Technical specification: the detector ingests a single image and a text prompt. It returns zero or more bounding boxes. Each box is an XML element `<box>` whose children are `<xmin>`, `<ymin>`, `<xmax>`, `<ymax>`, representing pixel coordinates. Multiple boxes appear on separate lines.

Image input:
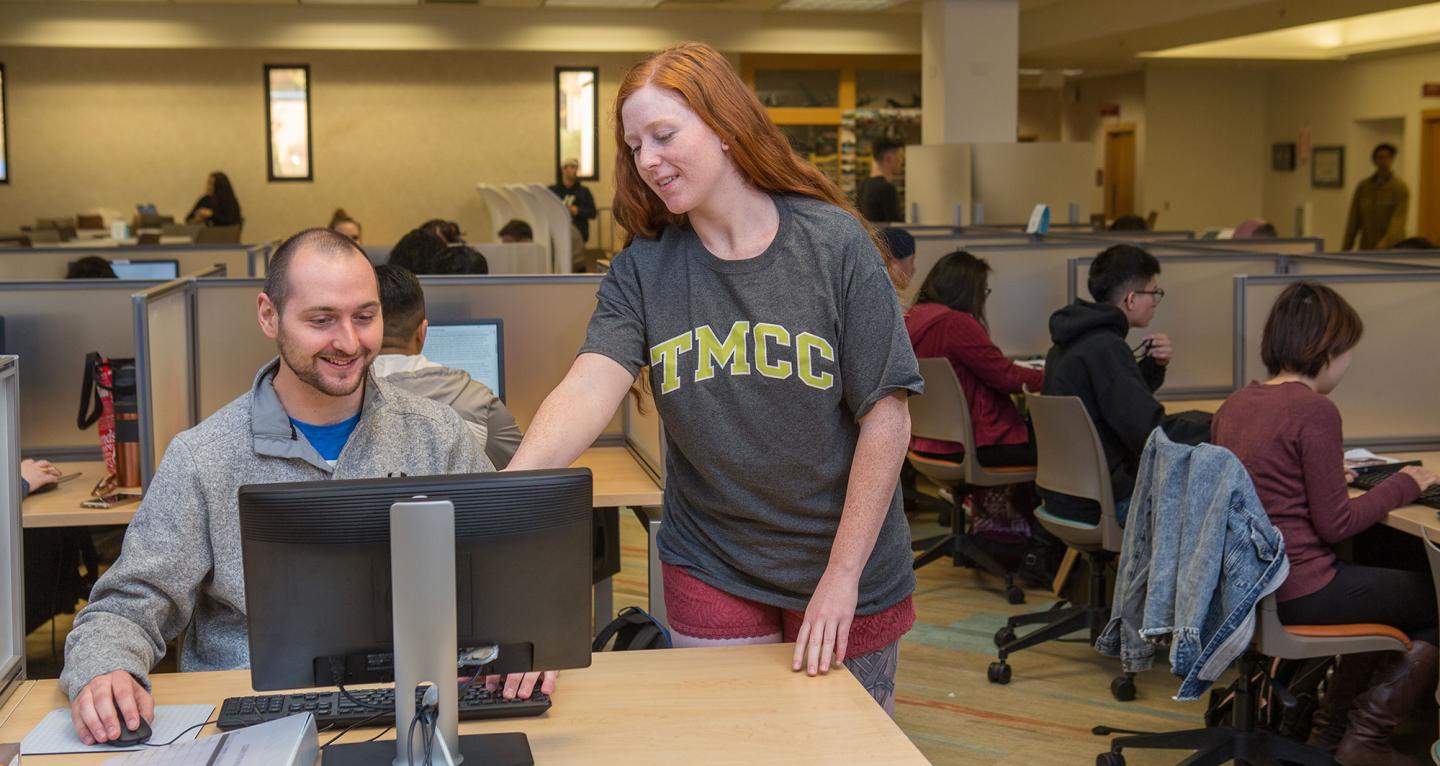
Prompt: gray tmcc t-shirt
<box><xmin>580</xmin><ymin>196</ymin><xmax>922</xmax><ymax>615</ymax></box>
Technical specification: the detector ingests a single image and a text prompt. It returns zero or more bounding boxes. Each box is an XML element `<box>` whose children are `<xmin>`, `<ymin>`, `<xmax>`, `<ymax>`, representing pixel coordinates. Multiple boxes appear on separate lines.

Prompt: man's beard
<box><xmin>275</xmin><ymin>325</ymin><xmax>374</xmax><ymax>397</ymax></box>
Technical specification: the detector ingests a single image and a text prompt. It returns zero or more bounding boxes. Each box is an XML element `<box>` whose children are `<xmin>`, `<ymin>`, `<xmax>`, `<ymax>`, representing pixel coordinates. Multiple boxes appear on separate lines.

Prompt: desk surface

_ _ _

Short exercise: Could you give the material above again, switching every "detector" to "localizer", changing nothing else, and leaving out the pictures?

Answer to the task:
Technical specification: the localizer ingests a single image and a text prompt. It returns zero or more bounding boxes. Each box is an XML element `<box>` whose children are `<xmin>`, `<ymin>`, `<xmax>`, `<ymax>`, representing pixel coordinates. Multiple boxes appear on separate lines.

Image input:
Prompt: gray tmcc t-shirt
<box><xmin>580</xmin><ymin>196</ymin><xmax>922</xmax><ymax>615</ymax></box>
Technical specification: the localizer ingests a single image and a text prompt. It returns zero or more bounding boxes. Each box is an XML element `<box>` whose children are `<xmin>`, `<ymin>`, `<xmax>`, `<ymax>`, representing pixel coordinates. Multiple boxes appear on separate lines.

Prompt: man's beard
<box><xmin>275</xmin><ymin>325</ymin><xmax>374</xmax><ymax>397</ymax></box>
Technical specification: the localizer ingests a single image and a text prompt. It returns zero or more bounding boxes. Each box is an XML element `<box>` whose children are `<xmin>`, `<ymin>`, `<xmax>`, `<ymax>`, representing pixel coordinates. Multiple boxes appear on separate lines.

Prompt: desk surface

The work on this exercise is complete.